__Your objective__
Word for word, reproduce all of the entries shown below.

__Supplied information__
***

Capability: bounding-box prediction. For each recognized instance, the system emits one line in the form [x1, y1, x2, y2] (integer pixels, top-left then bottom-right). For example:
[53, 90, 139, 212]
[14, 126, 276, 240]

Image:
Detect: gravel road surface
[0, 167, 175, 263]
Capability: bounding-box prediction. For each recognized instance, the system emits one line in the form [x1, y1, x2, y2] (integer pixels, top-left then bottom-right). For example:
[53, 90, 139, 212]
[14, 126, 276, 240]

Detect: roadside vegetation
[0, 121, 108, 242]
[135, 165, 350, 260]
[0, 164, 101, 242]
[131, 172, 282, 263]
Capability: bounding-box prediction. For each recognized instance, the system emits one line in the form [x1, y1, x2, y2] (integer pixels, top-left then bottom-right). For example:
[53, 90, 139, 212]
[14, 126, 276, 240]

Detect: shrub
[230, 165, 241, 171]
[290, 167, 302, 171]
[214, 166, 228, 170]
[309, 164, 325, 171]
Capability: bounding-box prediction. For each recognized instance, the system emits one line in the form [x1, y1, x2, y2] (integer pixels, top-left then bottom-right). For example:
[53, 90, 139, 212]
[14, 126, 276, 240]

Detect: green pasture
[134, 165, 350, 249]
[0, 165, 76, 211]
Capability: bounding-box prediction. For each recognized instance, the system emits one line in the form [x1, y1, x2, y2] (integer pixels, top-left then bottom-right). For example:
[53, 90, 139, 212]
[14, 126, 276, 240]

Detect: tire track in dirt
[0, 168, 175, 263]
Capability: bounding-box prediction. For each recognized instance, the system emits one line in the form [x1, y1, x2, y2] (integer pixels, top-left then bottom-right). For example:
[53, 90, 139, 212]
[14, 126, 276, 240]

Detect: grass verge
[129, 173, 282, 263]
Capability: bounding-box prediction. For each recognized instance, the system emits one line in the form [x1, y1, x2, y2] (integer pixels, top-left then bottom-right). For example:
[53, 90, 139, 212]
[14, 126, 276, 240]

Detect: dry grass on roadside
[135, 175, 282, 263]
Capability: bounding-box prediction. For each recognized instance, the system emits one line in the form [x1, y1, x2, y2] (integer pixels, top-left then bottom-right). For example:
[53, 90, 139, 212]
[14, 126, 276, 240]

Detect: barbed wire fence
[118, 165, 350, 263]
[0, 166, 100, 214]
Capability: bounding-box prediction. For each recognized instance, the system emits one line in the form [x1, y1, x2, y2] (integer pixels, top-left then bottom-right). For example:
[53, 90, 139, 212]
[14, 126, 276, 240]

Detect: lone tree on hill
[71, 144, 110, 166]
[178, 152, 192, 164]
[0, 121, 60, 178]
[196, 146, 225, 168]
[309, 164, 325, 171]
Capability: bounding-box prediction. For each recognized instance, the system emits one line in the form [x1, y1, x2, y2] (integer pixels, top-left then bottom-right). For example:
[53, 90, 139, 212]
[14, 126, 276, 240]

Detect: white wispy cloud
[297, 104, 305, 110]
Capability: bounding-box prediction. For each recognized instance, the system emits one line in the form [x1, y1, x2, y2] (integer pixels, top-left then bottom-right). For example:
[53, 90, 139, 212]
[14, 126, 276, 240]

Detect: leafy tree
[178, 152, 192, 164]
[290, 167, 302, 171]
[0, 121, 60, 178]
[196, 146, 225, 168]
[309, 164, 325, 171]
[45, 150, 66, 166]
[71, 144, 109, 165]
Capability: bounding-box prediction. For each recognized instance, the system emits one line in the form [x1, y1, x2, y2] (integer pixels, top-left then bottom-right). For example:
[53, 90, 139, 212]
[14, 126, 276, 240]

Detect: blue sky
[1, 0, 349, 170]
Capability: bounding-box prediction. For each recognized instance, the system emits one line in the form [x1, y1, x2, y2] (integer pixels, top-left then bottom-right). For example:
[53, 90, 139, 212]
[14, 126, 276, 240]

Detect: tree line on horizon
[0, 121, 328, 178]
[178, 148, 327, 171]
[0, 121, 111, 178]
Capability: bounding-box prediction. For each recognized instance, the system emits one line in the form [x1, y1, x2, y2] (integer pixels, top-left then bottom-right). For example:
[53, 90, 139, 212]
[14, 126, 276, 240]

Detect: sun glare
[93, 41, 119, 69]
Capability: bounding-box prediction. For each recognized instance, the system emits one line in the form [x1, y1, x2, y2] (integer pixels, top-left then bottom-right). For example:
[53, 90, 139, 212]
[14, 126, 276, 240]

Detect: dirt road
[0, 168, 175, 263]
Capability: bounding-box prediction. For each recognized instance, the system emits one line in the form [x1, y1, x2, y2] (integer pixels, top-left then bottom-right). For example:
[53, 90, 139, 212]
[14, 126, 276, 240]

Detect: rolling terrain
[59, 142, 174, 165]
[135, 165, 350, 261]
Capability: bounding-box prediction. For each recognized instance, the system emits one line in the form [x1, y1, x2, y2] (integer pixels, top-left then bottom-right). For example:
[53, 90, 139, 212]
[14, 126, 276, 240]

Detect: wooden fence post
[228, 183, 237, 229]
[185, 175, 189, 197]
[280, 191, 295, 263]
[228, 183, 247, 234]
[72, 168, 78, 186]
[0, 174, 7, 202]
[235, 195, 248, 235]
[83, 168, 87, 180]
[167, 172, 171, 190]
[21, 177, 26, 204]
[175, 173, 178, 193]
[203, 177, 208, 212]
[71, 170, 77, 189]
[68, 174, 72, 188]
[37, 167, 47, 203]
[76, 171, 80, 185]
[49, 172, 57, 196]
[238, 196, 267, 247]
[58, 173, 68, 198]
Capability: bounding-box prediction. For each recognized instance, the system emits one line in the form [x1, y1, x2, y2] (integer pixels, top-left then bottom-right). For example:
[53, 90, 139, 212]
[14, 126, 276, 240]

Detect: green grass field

***

__Exercise response__
Capability: bounding-box prediction. For each recognized instance, the system emits one line in the form [x1, y1, x2, y2] (integer pixels, top-left then bottom-right). For example:
[53, 90, 139, 212]
[14, 126, 276, 240]

Image:
Detect: gravel road surface
[0, 167, 175, 263]
Capability: bounding-box prediction. For each recognized instance, the system emits one line in the form [x1, y1, x2, y2] (integer pixels, top-left then bottom-right). For example:
[53, 90, 139, 212]
[14, 126, 276, 240]

Detect: roadside vegetation
[0, 121, 108, 242]
[135, 165, 350, 260]
[0, 164, 101, 242]
[131, 172, 282, 263]
Capability: bounding-box prediction. For each recognized instance, the system emits one line in the form [x1, y1, x2, y2] (integer pixels, top-left then bottom-right). For example:
[53, 90, 139, 212]
[14, 126, 276, 240]

Detect: shrub
[230, 165, 241, 171]
[290, 167, 302, 171]
[214, 166, 228, 170]
[309, 164, 325, 171]
Capability: bounding-box prediction. For each recognized instance, the system emits one line in the form [x1, y1, x2, y2] (integer pixels, top-left then bottom-right). For example:
[53, 90, 139, 212]
[14, 126, 276, 240]

Detect: green pasture
[134, 165, 350, 249]
[0, 165, 76, 211]
Capability: bounding-box prediction. For each recognized instance, the system emits one line in the form [x1, y1, x2, y2] (integer pixels, top-left then bottom-right). For example:
[53, 90, 139, 212]
[14, 126, 276, 240]

Detect: tire track in dirt
[0, 168, 175, 263]
Capability: bounding-box prediction. For each recognized instance, the system emits one line in the form [x1, y1, x2, y2] (integer pixels, top-left then bottom-right). For example:
[53, 90, 139, 212]
[14, 126, 276, 240]

Detect: grass verge
[129, 173, 282, 263]
Capability: bounding-box prediction. For each recognized instance, the system emits one line in the form [x1, y1, x2, y2] (integer pixels, top-left then bottom-right). For example:
[53, 90, 139, 212]
[14, 126, 276, 240]

Detect: dry grass on roadside
[135, 175, 282, 263]
Capability: bounding-box prediction. For each recognized instance, the system emits one line in the form [x1, y1, x2, y2] (integer pixels, top-left then bottom-right). For example:
[53, 90, 139, 212]
[14, 126, 276, 240]

Detect: barbed wire fence
[118, 165, 350, 263]
[0, 166, 100, 214]
Capability: bounding-box prediction. For each recognized instance, the system emits one line in the form [x1, y1, x2, y2] (integer pixels, top-left then bottom-right). For example:
[53, 90, 139, 212]
[14, 126, 276, 240]

Detect: lone tree on hill
[71, 144, 110, 166]
[178, 152, 192, 164]
[0, 121, 60, 178]
[196, 146, 225, 168]
[309, 164, 325, 171]
Capability: bounding-box prediction. For each recognized instance, the system emits one line in the form [x1, y1, x2, y2] (integer pixels, top-left then bottom-right). For example:
[53, 90, 139, 212]
[14, 126, 276, 240]

Detect: white wispy cloud
[297, 104, 305, 110]
Capability: bounding-box prediction. For each recognized instance, the system emits one line in the form [x1, y1, x2, y2] (integer pixels, top-left then bottom-right). For example:
[53, 90, 139, 212]
[14, 126, 276, 240]

Detect: leafy tree
[178, 152, 192, 164]
[290, 167, 302, 171]
[0, 121, 60, 178]
[196, 146, 225, 168]
[309, 164, 325, 171]
[45, 150, 66, 166]
[71, 144, 109, 165]
Capability: bounding-box prediction. For each recognized instance, the system emits one line in the form [x1, y1, x2, y2] (integer pixels, top-left then bottom-right). For example:
[53, 90, 139, 212]
[14, 126, 276, 240]

Detect: blue sky
[1, 0, 349, 170]
Capability: bounding-box prediction. For each recognized instance, the system emits one line in the form [x1, y1, x2, y2] (integer pixels, top-left then bottom-right). For example:
[53, 90, 139, 212]
[14, 126, 276, 240]

Detect: tree line on horizon
[0, 121, 328, 178]
[178, 148, 327, 171]
[0, 121, 111, 178]
Capability: bounding-box prediction. For each recognized instance, the system emits one line in the form [x1, y1, x2, y2] (integer pixels, top-left then bottom-right). For example:
[53, 90, 139, 212]
[14, 126, 276, 240]

Detect: sun glare
[93, 41, 119, 69]
Capability: bounding-box prediction. For each recognized instance, the system emits one line in the form [x1, y1, x2, y2] (integer pixels, top-left then bottom-right). For example:
[53, 90, 139, 212]
[14, 126, 276, 240]

Detect: dirt road
[0, 168, 175, 263]
Capability: bounding-box prediction. For each recognized instance, the system emits one line in the form [x1, y1, x2, y2] (integer pixels, top-left then bottom-right). For example:
[53, 90, 139, 212]
[14, 126, 276, 240]

Detect: rolling terrain
[59, 142, 174, 165]
[135, 165, 350, 261]
Capability: bounding-box prediction. For each recognized instance, the system emits one line in the form [x1, y1, x2, y2] (integer pixels, top-left then bottom-right). For example:
[53, 90, 139, 212]
[14, 126, 276, 240]

Detect: wooden fence post
[228, 183, 237, 229]
[185, 175, 189, 197]
[280, 191, 295, 263]
[228, 183, 247, 234]
[72, 168, 78, 186]
[0, 174, 7, 202]
[235, 195, 248, 235]
[83, 168, 87, 180]
[167, 172, 171, 190]
[21, 177, 26, 204]
[175, 173, 178, 193]
[203, 177, 208, 212]
[71, 170, 77, 189]
[68, 174, 72, 188]
[37, 167, 47, 203]
[76, 171, 80, 185]
[49, 172, 57, 196]
[238, 196, 267, 247]
[58, 173, 68, 198]
Capability: bounding-box prediction. For each recognized instance, the system emits one line in the form [x1, y1, x2, y2] (integer pixels, top-left then bottom-right). For example:
[53, 90, 139, 212]
[14, 126, 276, 240]

Detect: green grass field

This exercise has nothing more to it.